=== Begin Enclosure ===

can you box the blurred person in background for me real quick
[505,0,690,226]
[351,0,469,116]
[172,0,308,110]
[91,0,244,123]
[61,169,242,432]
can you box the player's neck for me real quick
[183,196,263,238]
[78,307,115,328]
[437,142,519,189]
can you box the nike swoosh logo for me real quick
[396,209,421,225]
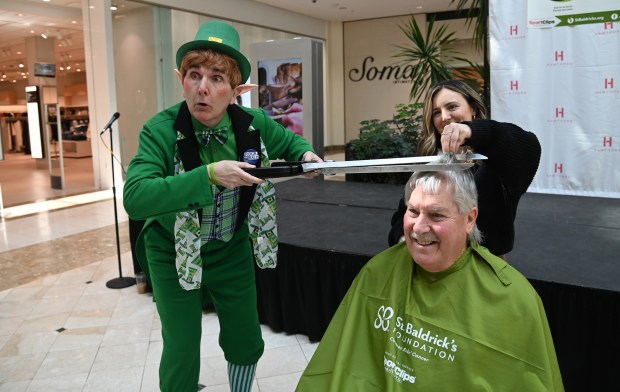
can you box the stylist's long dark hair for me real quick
[417,80,487,156]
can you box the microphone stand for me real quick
[103,120,135,289]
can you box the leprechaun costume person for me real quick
[123,20,321,392]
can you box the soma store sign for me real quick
[348,56,415,83]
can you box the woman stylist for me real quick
[388,79,541,258]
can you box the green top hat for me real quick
[176,20,251,82]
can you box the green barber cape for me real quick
[296,243,564,391]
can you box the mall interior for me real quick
[1,0,617,391]
[0,1,357,390]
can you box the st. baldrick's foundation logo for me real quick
[374,306,394,331]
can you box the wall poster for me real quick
[258,58,304,136]
[250,38,324,157]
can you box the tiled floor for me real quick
[0,196,320,392]
[0,149,346,391]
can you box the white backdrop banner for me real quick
[490,0,620,197]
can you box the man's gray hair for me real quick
[404,156,483,245]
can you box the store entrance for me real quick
[0,149,96,208]
[0,1,95,208]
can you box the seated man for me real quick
[296,164,564,391]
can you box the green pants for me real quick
[144,222,264,392]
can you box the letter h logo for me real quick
[554,163,563,174]
[510,80,519,91]
[555,50,564,62]
[605,78,614,89]
[555,107,564,118]
[509,25,518,36]
[603,136,613,147]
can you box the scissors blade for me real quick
[301,153,485,173]
[314,162,474,175]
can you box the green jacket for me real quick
[297,243,564,392]
[123,102,313,275]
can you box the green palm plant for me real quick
[393,15,479,103]
[451,0,490,112]
[451,0,485,51]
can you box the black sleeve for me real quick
[463,119,541,255]
[462,119,541,196]
[388,196,407,246]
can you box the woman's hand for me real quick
[440,123,472,153]
[301,151,323,178]
[209,160,263,189]
[302,151,323,163]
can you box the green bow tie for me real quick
[197,126,228,147]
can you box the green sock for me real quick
[227,362,257,392]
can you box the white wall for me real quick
[113,6,159,165]
[326,21,345,148]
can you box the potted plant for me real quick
[345,103,423,185]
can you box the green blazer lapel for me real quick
[174,102,202,172]
[228,104,261,230]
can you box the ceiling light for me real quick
[18,63,24,68]
[110,5,118,11]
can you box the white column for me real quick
[82,0,120,190]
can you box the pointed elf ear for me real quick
[235,84,258,96]
[174,69,183,84]
[231,84,258,105]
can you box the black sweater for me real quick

=== End Enclosure ===

### What you are asked to do
Give back the full listing exactly as written, only without its pictures.

### Result of the task
can you box the blurred person in background for me real quick
[505,0,690,226]
[351,0,469,116]
[172,0,308,110]
[91,0,244,123]
[61,169,242,432]
can you box the player's neck for me real quick
[183,196,263,238]
[78,307,115,328]
[437,142,519,189]
can you box the nike swoosh logo for me real quick
[396,209,421,225]
can you box the stylist's long dark hair for me real quick
[417,80,487,156]
can you box the microphone stand for me real quick
[103,120,135,289]
can you box the leprechaun costume person for me real quick
[123,20,321,392]
can you box the soma store sign for me real quick
[348,56,415,83]
can you box the woman stylist for me real quick
[388,79,541,258]
can you box the green top hat for me real quick
[176,20,251,82]
can you box the green barber cape for me real quick
[296,243,564,391]
can you box the mall interior for me real quick
[1,0,617,391]
[0,1,357,390]
can you box the st. baldrick's foundation logo for me real quick
[374,306,394,331]
can you box the wall poster for me real quick
[258,58,304,136]
[250,38,324,157]
can you box the tiled floor for me real quick
[0,196,320,392]
[0,149,346,391]
can you box the white backdrop banner for me real quick
[490,0,620,197]
can you box the man's gray hair for me real quick
[404,156,483,245]
can you box the store entrance for me real quick
[0,149,96,208]
[0,1,95,208]
can you box the seated man for me real quick
[296,164,564,391]
can you box the green pants for me real quick
[144,222,264,392]
can you box the letter h logo for me real quick
[554,163,563,174]
[510,80,519,91]
[555,50,564,62]
[605,78,614,89]
[555,107,564,118]
[509,25,518,36]
[603,136,613,147]
can you box the scissors blade for me real quick
[301,153,485,173]
[314,162,474,175]
can you box the green jacket for me real quick
[297,243,564,392]
[123,102,313,275]
can you box the green palm plant for me real quick
[393,15,479,103]
[451,0,490,112]
[451,0,485,51]
can you box the black sleeve for me real quick
[463,119,541,255]
[462,119,541,196]
[388,196,407,246]
can you box the woman's hand for me real quick
[440,123,472,153]
[301,151,323,178]
[209,160,263,189]
[302,151,323,163]
can you box the green bow tie for me real quick
[197,126,228,147]
can you box the green sock for me real quick
[227,362,257,392]
can you box the white wall for me real quick
[113,6,159,165]
[326,21,345,148]
can you box the potted plant for me real quick
[345,103,423,185]
can you box the green blazer lapel for me real quick
[174,102,202,172]
[228,104,261,230]
can you box the ceiling light for me real quick
[18,63,24,68]
[110,5,118,11]
can you box the white column for me real quick
[82,0,120,190]
can you box the pointed elf ear for me real quick
[235,84,258,96]
[174,69,183,84]
[231,84,258,105]
can you box the black sweater for me real quick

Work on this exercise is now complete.